What to work on: Convert the listing, from its beginning through the line containing "119V123L263 130L273 117L254", into a JSON list of strings with one string per line, skipping blank lines. Leave out the pictures.

====

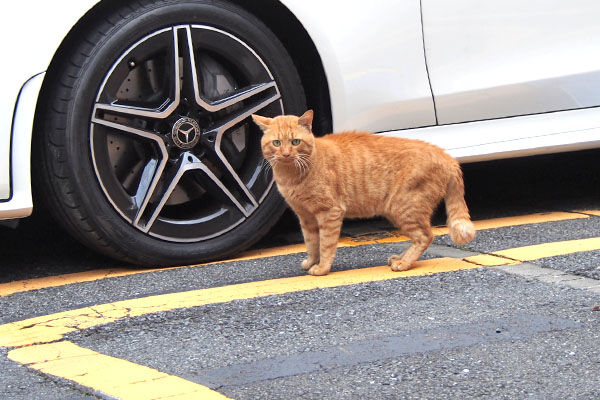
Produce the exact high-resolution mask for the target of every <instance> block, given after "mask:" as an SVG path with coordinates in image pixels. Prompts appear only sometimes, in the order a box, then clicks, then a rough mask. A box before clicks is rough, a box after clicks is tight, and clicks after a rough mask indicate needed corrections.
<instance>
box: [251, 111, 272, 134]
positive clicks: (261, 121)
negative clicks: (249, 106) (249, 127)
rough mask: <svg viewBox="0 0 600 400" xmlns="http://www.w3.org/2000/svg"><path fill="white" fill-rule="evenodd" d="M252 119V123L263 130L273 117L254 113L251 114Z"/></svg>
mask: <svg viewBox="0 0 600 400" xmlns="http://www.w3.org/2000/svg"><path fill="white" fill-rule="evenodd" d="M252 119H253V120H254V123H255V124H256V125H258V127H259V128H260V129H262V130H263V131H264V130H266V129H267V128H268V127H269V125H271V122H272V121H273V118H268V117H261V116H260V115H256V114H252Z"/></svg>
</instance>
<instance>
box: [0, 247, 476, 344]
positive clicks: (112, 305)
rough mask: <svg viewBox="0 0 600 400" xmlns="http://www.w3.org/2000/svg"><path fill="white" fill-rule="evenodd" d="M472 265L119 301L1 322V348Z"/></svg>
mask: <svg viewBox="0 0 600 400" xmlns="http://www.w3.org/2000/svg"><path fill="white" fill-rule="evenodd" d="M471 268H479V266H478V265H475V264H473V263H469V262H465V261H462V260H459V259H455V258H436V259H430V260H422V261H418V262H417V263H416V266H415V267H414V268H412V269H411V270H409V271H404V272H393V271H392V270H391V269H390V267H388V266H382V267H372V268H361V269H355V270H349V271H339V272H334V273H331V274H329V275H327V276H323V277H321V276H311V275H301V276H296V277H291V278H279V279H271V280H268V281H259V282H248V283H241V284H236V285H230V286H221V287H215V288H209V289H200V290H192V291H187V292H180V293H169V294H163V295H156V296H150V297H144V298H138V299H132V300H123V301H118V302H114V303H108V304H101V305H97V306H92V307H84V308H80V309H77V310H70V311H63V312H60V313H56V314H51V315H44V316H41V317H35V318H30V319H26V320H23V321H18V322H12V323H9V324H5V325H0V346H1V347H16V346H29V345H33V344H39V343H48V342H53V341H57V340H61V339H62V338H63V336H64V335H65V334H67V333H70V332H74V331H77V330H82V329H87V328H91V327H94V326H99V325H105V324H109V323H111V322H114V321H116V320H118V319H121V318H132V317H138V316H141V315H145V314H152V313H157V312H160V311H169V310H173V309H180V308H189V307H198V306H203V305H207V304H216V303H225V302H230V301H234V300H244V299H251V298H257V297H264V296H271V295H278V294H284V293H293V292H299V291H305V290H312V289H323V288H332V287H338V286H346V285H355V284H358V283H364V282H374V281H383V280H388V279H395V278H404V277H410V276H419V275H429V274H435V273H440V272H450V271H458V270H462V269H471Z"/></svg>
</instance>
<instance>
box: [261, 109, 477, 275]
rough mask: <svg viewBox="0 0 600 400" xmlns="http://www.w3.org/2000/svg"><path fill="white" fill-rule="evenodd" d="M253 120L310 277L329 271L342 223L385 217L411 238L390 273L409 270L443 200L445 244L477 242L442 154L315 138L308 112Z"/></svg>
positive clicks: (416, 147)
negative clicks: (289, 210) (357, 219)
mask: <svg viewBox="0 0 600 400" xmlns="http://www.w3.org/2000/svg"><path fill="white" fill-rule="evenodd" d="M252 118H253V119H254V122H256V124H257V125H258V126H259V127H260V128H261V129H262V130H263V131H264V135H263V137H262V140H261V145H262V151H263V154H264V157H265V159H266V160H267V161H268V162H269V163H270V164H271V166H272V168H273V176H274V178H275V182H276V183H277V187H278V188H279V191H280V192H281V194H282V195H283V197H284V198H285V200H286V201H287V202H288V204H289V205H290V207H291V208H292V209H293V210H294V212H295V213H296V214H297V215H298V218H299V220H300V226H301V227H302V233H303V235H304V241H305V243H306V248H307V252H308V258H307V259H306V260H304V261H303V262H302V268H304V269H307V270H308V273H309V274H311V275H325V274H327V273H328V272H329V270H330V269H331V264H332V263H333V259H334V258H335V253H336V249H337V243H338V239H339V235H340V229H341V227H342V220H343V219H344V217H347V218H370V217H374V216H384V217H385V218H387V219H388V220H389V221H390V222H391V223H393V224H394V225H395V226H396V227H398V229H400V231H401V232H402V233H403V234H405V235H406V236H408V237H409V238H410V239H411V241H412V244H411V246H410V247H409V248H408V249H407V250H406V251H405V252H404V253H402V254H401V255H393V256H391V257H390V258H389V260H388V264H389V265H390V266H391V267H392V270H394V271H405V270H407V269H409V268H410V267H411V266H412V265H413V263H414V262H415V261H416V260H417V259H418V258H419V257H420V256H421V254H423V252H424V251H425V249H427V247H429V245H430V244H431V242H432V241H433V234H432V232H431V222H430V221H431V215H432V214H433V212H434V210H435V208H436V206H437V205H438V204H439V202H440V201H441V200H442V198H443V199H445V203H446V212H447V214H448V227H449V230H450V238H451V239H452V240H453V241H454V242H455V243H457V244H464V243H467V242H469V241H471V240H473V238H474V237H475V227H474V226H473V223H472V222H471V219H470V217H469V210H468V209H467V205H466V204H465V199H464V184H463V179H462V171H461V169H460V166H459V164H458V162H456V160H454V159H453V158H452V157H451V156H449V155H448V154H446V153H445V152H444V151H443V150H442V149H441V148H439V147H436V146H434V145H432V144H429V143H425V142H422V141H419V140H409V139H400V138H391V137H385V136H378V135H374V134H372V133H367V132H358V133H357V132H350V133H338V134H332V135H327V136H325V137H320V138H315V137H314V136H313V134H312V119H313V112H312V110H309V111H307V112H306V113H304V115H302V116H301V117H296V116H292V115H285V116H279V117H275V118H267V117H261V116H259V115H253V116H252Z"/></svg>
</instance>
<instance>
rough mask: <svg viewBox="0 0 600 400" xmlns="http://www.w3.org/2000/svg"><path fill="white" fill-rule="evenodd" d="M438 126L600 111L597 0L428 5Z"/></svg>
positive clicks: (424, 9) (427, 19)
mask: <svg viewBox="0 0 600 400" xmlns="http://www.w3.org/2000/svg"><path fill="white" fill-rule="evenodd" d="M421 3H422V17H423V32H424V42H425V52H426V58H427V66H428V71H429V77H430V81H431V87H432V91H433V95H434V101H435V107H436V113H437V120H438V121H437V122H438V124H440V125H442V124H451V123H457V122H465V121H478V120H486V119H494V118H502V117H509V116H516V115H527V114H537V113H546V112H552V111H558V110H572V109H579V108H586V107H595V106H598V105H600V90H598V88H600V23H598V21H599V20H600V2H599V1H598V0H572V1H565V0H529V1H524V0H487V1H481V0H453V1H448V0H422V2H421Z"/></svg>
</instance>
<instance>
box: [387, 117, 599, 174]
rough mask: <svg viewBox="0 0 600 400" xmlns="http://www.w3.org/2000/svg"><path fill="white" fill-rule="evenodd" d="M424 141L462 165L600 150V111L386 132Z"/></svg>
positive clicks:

====

Solution for this exercise:
[
  "Produce the exact high-resolution mask for the target of every <instance> block, given after \"mask:\" as an SVG path with coordinates in image pixels. Prompts appear only sometimes, in the order a box, then clicks, then a rough mask. A box before clicks is rough, a box after clicks is tight, and clicks after a rough mask indicate needed corrections.",
  "<instance>",
  "box: [251, 111, 272, 134]",
  "positive clicks: (261, 121)",
  "negative clicks: (249, 106) (249, 127)",
  "rough mask: <svg viewBox=\"0 0 600 400\" xmlns=\"http://www.w3.org/2000/svg\"><path fill=\"white\" fill-rule=\"evenodd\" d=\"M252 119V123L263 130L273 117L254 113L251 114Z\"/></svg>"
]